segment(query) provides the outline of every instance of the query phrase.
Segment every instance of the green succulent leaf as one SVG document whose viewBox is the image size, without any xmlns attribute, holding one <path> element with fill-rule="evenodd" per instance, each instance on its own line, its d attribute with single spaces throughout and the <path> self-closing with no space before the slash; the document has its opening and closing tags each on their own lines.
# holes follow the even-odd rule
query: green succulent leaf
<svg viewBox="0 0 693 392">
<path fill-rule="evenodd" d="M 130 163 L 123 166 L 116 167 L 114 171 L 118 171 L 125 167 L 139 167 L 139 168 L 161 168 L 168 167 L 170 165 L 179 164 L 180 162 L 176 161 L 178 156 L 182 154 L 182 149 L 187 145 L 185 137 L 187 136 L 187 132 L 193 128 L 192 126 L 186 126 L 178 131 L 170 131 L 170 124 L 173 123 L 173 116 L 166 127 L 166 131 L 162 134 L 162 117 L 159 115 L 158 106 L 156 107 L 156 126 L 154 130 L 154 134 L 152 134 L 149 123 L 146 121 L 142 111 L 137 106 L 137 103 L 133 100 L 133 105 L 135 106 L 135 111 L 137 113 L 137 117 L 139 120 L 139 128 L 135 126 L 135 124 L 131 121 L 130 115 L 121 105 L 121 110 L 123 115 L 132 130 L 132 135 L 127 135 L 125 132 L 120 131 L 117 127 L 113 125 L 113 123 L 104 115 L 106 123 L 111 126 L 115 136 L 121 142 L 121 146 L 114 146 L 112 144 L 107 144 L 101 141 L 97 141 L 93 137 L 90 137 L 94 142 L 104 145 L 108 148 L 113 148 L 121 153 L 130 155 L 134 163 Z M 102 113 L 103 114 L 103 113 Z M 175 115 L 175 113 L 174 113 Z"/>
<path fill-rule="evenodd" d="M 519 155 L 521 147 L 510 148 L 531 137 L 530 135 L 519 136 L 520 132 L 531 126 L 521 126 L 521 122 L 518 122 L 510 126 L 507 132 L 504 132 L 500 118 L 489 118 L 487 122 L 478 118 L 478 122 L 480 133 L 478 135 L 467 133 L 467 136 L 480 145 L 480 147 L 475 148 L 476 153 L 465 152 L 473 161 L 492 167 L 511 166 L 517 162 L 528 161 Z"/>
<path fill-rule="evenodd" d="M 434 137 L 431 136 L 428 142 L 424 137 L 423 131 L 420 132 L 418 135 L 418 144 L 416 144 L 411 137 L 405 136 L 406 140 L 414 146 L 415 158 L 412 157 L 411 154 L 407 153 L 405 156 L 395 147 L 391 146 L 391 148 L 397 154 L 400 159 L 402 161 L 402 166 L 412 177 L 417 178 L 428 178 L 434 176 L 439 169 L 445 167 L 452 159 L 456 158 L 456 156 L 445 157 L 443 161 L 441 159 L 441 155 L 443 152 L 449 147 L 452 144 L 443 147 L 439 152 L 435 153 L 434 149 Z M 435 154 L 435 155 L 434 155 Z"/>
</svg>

-- -- --

*STATED EXERCISE*. Swap "succulent" for "fleshy" in the lines from the first line through the one containing "130 163 L 123", inclusive, and give only those lines with nothing else changed.

*REPLY TO THE EXERCISE*.
segment(query) provides the outline of every instance of the query phrase.
Segment every instance of the green fleshy leaf as one SVG document whose viewBox is the image size, without any xmlns attribute, holding one <path> element with fill-rule="evenodd" per instance, each instance on its own line, its d attribute with single spaces throughout and the <path> self-closing with no space before the slash; the document has its opening and closing tags each on their own lines.
# holes follow the even-odd rule
query: green fleshy leaf
<svg viewBox="0 0 693 392">
<path fill-rule="evenodd" d="M 130 163 L 123 166 L 116 167 L 114 171 L 118 171 L 125 167 L 139 167 L 139 168 L 161 168 L 168 167 L 170 165 L 179 164 L 180 162 L 176 161 L 178 156 L 182 154 L 182 149 L 187 145 L 185 137 L 187 136 L 187 132 L 193 128 L 192 126 L 186 126 L 178 131 L 170 131 L 170 124 L 173 123 L 173 116 L 166 127 L 166 131 L 162 134 L 162 117 L 159 115 L 158 106 L 156 107 L 156 126 L 154 130 L 154 134 L 152 134 L 149 123 L 146 121 L 142 111 L 137 106 L 137 103 L 133 100 L 133 105 L 135 106 L 135 111 L 137 113 L 137 117 L 139 120 L 139 128 L 135 126 L 135 124 L 131 121 L 130 115 L 121 105 L 121 110 L 123 115 L 132 130 L 132 135 L 127 135 L 125 132 L 120 131 L 117 127 L 113 125 L 113 123 L 104 115 L 106 123 L 111 126 L 115 136 L 121 142 L 121 146 L 114 146 L 112 144 L 107 144 L 101 141 L 97 141 L 93 137 L 90 137 L 94 142 L 104 145 L 108 148 L 113 148 L 121 153 L 130 155 L 134 163 Z M 102 113 L 103 114 L 103 113 Z M 175 115 L 175 113 L 174 113 Z"/>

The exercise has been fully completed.